BEGIN

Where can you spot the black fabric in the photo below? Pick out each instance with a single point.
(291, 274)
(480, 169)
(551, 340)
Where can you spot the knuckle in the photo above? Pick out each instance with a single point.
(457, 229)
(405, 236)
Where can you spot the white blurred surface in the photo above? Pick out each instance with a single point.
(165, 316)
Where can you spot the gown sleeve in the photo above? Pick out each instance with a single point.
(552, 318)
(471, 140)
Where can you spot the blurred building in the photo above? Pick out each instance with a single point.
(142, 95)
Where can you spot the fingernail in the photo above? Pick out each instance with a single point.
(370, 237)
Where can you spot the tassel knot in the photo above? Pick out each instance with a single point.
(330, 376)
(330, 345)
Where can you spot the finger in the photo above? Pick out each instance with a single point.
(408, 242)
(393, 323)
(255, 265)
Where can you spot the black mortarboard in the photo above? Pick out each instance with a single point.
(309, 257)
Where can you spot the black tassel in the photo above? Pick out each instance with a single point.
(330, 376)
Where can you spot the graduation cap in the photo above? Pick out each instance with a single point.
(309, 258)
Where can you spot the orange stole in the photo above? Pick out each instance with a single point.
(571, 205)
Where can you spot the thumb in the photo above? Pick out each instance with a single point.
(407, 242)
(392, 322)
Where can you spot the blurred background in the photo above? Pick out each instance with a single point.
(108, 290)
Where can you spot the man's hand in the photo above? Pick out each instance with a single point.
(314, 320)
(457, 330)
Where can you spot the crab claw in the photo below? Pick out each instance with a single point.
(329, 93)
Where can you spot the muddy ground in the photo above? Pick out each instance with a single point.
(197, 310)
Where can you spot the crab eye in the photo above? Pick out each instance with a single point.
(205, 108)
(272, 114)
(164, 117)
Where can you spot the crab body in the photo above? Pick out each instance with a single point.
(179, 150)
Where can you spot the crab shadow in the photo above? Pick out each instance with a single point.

END

[WHAT YOU WILL DO]: Transcribe every entry exactly as it reads.

[WRITTEN RESPONSE]:
Where can you spot the black fabric in the photo below? Pick out each instance with a single point.
(291, 274)
(480, 169)
(551, 340)
Where can you spot the knuckle in the photo above? Pick out each instance with a single point.
(457, 229)
(405, 236)
Where can you spot the white blurred surface in the photo above? Pick out each instance with a single point.
(165, 316)
Where can you spot the gown sleeve in the photo above? Pick out each instance with a single point.
(552, 318)
(471, 140)
Where can you spot the blurred building in the photo above? Pick out each instance with a single point.
(142, 95)
Where can you spot the fingernail in the photo above? Pick out each instance with a single point.
(370, 237)
Where can you spot the tassel knot in the photo above? Pick out each instance with a single point.
(330, 376)
(330, 345)
Where can you spot the finger in the photo above? Pick out each instance with a single point.
(408, 242)
(393, 323)
(255, 265)
Where can you spot the black mortarboard in the photo above? Pick out each instance with a single point.
(309, 257)
Where can you spot the black tassel in the photo above? Pick out each instance with a single point.
(330, 376)
Where can you spot the graduation cap in the photo above? Pick out each instance with a single point.
(309, 258)
Where can you spot the orange stole in the photo above? Pick out each instance with a single point.
(571, 205)
Where can you spot the thumb in the photo above? Pick out each instance with a single point.
(407, 242)
(392, 322)
Where can you spot the blurred background in the photo above? Pick out each instance with a single point.
(108, 290)
Where can you spot the man's hand in the photo above? Pick out each instance with a single point.
(314, 320)
(457, 330)
Where can you spot the crab claw in the photo below? Pick out each instance with a single point.
(329, 93)
Where can you spot the muddy ground in the photo above? Pick out each instance with a single point.
(197, 310)
Where can you spot the crab eye in the photo above? Pick out each instance with a single point.
(205, 108)
(272, 114)
(164, 117)
Where can you spot the crab body in the photo above? Pick out each instance with a single point.
(179, 150)
Where can you spot the crab shadow in the photo above? Pick out each instance with a single point.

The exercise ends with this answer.